Stated problem: Can you write out the listing again, starting with the line that contains "Please mark the sea, one" and going on through the end, with "blue sky" changed to "open sky" and everything else left as it is?

(Stored data)
----------
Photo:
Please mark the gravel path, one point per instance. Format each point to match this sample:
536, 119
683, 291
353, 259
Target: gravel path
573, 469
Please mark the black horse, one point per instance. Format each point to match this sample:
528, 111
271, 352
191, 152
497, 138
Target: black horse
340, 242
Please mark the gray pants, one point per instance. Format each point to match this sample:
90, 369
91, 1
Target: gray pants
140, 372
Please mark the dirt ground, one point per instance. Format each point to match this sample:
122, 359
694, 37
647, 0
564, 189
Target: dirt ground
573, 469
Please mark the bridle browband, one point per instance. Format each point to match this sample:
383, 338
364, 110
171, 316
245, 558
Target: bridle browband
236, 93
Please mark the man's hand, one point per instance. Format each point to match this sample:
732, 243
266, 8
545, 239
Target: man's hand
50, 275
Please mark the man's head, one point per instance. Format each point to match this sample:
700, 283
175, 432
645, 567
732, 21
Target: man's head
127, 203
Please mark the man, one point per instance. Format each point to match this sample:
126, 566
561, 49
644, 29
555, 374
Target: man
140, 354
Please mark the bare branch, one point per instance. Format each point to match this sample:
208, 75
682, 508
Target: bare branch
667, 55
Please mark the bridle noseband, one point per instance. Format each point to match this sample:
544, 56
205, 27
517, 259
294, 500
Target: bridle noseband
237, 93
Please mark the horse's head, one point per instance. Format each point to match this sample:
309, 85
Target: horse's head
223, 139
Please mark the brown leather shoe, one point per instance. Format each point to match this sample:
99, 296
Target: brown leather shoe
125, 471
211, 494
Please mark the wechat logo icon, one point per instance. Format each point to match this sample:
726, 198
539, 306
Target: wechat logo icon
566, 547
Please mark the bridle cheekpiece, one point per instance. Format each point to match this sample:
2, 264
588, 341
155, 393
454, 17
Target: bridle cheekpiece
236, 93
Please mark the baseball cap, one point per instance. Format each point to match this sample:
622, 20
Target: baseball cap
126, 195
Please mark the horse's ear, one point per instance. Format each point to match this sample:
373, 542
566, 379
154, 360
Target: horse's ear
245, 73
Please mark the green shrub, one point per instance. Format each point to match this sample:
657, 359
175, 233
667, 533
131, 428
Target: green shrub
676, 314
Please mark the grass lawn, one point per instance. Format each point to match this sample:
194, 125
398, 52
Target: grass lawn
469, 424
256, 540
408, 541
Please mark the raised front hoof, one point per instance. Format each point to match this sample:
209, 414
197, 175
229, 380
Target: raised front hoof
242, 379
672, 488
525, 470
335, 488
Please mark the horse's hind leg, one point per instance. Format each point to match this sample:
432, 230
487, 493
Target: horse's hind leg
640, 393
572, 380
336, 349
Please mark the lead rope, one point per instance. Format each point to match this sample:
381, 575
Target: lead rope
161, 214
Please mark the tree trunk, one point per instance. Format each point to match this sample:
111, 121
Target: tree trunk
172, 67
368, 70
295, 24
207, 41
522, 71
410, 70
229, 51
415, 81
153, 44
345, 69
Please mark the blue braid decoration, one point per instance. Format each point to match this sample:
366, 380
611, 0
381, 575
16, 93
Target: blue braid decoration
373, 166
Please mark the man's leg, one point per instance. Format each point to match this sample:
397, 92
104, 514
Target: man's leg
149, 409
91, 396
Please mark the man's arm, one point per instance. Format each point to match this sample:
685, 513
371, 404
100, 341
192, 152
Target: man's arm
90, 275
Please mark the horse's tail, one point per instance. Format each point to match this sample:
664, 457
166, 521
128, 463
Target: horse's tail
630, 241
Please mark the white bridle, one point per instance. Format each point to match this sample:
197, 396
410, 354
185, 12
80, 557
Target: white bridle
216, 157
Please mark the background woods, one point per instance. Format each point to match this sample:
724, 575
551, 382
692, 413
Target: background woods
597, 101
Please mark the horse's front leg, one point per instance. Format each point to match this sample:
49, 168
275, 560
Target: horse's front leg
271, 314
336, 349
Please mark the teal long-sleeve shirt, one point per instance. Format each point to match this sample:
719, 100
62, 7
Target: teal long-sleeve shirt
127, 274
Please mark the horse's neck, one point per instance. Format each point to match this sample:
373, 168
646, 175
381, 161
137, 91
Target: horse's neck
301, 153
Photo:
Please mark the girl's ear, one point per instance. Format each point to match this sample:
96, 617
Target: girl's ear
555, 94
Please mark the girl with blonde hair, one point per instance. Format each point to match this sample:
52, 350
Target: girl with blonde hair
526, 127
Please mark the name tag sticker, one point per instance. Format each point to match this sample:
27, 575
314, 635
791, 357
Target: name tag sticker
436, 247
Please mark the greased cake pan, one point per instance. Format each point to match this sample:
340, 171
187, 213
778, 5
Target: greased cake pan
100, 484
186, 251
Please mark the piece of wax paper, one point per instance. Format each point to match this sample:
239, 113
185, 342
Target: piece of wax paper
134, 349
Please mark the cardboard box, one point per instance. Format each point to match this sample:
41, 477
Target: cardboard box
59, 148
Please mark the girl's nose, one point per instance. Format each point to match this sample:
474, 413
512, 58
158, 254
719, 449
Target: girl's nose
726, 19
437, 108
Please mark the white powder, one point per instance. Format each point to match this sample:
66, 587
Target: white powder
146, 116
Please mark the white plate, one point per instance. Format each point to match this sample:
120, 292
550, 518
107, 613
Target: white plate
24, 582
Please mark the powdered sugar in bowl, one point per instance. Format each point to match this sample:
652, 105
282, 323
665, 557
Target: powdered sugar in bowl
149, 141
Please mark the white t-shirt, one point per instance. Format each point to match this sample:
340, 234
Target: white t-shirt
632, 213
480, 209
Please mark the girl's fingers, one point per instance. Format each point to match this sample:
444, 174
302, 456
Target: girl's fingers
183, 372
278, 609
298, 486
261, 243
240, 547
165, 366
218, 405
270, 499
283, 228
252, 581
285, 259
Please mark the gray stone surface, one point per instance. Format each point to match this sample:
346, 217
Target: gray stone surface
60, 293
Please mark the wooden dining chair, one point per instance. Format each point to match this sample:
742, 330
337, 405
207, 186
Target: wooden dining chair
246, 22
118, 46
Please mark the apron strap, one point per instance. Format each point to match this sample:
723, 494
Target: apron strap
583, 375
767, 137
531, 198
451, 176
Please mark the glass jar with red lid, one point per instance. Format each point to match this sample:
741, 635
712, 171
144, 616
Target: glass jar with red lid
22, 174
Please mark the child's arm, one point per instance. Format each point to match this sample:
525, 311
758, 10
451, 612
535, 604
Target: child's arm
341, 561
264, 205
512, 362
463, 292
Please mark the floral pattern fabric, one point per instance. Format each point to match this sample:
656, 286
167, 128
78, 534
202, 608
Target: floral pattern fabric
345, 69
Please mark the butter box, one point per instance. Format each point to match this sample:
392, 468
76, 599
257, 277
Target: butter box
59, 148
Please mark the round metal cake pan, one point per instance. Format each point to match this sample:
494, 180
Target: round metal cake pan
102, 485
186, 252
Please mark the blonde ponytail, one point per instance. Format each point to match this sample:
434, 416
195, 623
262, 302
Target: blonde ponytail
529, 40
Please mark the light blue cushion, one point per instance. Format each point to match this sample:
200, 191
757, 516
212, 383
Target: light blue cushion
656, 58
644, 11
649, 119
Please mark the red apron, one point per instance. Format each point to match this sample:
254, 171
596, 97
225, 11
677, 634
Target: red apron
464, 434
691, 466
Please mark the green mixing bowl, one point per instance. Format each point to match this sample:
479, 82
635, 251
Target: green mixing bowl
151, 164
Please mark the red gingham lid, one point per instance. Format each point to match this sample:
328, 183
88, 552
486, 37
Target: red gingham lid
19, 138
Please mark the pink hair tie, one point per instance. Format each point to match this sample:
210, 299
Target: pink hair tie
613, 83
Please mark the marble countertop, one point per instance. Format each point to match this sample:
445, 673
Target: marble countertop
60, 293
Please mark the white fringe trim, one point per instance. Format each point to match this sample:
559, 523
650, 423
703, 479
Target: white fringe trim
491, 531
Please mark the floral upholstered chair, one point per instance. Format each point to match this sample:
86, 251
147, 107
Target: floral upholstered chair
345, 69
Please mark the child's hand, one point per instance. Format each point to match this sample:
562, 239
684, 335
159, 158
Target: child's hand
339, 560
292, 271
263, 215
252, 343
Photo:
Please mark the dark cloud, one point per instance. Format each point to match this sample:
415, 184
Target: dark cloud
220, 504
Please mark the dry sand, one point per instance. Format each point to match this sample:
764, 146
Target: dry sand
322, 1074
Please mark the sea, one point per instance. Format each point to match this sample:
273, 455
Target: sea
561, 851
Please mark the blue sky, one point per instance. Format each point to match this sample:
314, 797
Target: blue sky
----------
Task output:
Please mark the sea, one point per instance. Format each point to match this sample:
273, 455
Target: sea
561, 851
Please mark the open sky, one point per instance. Format each point to match this sample:
314, 797
Target: open sky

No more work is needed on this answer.